About this task →
Go over the lines below, and when one contains the word "gravel", copy it.

(Stored data entries)

****************

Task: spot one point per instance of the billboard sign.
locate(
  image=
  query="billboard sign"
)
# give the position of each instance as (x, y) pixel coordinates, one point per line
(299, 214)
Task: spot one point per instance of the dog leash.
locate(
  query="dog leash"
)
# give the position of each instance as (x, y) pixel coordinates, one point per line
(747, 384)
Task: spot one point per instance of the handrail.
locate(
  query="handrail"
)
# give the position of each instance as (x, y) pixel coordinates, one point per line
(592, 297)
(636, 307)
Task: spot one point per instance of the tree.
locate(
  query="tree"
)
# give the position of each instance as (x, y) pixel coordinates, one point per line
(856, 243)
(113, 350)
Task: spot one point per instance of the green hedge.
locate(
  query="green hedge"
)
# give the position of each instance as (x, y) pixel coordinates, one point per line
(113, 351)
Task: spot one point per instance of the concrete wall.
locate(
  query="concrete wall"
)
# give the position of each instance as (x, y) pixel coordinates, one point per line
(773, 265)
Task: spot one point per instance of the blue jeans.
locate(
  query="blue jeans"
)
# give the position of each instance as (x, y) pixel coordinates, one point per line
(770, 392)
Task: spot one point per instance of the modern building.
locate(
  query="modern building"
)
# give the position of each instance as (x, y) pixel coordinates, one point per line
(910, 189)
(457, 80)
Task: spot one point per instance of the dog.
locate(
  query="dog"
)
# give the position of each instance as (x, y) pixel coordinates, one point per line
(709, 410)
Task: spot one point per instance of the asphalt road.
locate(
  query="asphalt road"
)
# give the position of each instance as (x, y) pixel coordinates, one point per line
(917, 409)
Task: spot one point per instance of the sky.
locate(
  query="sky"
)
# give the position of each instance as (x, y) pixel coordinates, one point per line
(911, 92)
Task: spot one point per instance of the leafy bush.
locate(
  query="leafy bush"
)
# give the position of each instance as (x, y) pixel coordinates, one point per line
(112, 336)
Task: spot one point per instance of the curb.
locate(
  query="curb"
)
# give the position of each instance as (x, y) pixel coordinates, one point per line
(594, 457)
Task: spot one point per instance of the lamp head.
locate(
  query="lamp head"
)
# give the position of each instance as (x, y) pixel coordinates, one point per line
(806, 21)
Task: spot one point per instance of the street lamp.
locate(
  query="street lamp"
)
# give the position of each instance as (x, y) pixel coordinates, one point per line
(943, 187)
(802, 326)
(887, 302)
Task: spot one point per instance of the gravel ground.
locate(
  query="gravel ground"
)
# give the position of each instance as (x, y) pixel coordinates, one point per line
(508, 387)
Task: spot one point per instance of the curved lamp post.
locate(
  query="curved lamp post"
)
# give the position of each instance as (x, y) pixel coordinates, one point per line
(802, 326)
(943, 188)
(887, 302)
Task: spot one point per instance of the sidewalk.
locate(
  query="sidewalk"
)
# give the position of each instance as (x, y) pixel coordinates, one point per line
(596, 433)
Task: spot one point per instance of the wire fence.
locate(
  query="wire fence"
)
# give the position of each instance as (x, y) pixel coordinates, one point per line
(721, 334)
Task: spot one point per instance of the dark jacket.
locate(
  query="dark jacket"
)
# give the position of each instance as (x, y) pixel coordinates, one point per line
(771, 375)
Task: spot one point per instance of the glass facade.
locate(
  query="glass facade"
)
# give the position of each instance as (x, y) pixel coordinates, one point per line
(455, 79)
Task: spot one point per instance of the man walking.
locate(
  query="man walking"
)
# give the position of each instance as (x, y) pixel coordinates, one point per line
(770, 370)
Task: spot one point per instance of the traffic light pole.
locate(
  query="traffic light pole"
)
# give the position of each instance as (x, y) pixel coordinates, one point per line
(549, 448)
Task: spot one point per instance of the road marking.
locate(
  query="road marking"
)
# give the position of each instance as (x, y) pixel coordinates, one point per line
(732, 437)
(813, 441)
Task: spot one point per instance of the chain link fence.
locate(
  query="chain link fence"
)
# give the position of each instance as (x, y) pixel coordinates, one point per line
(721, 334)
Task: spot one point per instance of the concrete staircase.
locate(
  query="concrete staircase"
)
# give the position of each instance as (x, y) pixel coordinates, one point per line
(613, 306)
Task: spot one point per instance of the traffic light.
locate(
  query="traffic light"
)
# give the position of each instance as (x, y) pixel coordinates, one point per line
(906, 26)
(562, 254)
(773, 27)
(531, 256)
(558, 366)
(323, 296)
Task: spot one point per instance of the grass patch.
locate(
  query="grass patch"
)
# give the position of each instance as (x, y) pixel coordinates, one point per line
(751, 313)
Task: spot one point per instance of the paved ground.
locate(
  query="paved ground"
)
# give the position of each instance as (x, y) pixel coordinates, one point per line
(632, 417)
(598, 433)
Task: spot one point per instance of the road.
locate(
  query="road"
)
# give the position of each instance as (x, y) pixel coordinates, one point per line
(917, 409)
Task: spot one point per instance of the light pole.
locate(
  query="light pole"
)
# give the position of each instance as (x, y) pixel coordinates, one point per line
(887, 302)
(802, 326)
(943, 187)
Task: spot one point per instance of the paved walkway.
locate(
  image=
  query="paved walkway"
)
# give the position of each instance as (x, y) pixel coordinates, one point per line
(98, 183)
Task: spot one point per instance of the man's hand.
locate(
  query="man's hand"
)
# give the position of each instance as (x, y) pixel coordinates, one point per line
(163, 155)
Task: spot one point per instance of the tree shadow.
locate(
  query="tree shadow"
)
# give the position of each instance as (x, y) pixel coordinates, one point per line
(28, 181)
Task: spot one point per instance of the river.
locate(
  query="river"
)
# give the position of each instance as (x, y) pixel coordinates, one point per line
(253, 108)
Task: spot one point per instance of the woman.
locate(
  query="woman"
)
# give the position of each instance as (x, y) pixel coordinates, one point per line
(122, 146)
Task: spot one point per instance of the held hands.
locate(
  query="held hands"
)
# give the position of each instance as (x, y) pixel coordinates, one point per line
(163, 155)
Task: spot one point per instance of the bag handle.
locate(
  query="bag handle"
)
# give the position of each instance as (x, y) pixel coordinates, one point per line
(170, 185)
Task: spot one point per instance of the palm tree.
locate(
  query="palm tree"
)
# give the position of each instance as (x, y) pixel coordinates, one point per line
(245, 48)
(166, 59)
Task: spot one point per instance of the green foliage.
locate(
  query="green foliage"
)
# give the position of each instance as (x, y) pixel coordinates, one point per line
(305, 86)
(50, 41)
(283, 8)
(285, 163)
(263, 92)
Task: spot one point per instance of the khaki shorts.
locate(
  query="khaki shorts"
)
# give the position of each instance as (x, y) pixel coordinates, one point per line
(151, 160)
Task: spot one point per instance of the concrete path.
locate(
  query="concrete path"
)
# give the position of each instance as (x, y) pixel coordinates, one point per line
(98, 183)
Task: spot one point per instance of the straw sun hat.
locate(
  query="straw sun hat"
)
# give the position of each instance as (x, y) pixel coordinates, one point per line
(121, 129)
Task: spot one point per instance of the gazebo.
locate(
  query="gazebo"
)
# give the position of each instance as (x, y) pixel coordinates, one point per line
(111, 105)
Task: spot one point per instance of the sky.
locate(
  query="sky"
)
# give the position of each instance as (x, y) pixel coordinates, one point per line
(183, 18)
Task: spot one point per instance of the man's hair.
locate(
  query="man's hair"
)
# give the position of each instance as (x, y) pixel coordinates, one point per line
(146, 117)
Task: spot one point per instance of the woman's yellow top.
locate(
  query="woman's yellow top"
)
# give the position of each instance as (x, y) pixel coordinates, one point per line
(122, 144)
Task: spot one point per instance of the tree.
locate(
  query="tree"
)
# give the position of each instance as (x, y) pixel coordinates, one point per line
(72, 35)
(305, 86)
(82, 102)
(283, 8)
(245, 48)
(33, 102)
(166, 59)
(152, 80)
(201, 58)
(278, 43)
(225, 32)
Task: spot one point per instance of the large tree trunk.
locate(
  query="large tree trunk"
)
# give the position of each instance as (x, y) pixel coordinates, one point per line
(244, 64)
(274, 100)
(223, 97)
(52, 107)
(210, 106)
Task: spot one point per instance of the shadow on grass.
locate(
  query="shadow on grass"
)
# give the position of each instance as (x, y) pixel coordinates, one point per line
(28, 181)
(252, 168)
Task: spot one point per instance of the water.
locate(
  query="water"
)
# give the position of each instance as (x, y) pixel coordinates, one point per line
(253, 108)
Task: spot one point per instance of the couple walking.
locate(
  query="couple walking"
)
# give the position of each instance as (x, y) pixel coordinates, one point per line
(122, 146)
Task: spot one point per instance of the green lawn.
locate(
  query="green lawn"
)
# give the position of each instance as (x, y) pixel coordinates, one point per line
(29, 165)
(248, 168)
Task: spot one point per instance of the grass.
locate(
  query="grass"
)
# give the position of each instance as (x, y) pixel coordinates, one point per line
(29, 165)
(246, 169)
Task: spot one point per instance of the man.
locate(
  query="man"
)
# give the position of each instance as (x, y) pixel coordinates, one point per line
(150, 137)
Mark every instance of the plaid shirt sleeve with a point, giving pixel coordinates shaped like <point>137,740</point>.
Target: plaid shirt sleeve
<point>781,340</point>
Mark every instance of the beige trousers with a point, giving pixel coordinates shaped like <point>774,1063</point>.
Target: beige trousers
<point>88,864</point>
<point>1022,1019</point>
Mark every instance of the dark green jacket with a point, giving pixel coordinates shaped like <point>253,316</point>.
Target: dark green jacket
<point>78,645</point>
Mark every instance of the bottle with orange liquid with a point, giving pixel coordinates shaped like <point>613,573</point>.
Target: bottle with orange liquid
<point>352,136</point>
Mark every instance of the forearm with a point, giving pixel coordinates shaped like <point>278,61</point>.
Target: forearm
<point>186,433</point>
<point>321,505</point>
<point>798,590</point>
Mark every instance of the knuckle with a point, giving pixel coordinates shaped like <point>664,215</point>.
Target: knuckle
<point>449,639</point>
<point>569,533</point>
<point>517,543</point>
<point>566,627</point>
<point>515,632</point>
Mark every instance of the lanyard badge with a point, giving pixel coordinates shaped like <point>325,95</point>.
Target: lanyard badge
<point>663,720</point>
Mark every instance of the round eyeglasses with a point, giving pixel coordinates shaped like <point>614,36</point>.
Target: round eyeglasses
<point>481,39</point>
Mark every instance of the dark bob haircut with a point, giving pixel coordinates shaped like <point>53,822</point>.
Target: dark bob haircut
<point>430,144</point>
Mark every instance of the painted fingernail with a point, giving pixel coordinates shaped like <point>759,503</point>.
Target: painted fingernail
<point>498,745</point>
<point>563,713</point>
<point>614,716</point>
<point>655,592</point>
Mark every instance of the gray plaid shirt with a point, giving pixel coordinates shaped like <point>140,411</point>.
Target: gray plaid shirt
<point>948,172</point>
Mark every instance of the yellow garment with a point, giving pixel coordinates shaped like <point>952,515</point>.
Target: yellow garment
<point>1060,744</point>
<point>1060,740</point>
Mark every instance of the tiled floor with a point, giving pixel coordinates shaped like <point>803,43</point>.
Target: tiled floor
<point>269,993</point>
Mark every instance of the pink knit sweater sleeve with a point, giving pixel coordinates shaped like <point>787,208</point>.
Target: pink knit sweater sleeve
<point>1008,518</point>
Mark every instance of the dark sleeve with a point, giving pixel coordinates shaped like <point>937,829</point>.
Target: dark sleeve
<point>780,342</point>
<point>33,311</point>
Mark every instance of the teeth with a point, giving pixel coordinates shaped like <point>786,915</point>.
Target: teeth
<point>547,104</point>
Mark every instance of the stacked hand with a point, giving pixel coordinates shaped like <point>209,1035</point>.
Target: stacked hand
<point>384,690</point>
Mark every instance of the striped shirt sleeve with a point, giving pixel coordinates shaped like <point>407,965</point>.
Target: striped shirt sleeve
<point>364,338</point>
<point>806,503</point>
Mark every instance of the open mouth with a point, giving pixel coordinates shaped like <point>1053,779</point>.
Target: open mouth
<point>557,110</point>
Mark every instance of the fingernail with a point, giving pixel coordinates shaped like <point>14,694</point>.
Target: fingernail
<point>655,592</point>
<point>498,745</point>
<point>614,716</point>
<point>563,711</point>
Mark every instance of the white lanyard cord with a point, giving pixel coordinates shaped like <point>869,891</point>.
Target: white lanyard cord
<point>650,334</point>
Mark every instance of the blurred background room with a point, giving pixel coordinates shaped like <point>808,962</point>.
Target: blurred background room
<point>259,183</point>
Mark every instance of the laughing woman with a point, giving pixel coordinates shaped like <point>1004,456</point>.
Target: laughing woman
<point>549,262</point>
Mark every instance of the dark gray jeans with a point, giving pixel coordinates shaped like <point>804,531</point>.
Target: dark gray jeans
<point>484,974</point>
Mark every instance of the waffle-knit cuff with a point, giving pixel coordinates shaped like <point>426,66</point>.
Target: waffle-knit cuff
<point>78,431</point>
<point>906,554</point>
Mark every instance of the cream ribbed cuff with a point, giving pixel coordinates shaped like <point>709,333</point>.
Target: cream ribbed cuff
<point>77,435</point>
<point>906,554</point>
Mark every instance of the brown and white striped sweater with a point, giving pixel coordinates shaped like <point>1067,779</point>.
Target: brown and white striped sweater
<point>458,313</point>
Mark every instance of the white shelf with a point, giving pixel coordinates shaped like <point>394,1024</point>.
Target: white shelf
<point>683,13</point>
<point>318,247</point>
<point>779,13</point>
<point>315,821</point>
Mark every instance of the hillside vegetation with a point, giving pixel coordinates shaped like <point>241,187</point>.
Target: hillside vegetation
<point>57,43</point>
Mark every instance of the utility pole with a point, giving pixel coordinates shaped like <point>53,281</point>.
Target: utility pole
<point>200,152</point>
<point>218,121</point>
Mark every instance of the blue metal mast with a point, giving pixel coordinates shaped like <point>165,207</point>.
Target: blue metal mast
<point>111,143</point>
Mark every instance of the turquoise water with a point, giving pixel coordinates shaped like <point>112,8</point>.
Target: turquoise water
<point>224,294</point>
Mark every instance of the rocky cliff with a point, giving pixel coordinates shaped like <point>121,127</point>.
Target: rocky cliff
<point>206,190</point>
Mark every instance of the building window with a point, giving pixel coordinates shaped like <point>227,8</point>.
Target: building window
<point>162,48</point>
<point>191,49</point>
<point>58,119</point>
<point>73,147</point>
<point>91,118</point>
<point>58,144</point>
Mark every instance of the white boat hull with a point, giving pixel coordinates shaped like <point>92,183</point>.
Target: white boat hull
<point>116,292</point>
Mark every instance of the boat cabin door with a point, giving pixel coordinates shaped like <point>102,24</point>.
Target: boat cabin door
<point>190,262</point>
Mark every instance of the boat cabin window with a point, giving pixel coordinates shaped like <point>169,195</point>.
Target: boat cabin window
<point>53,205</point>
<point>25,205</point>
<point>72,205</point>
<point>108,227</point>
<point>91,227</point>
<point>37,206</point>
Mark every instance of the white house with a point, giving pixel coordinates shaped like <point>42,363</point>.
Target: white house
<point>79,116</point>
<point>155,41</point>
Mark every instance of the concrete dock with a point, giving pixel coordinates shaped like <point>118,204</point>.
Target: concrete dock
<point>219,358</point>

****************

Answer below →
Task: spot one point per instance of the gravel ground.
  query="gravel ground"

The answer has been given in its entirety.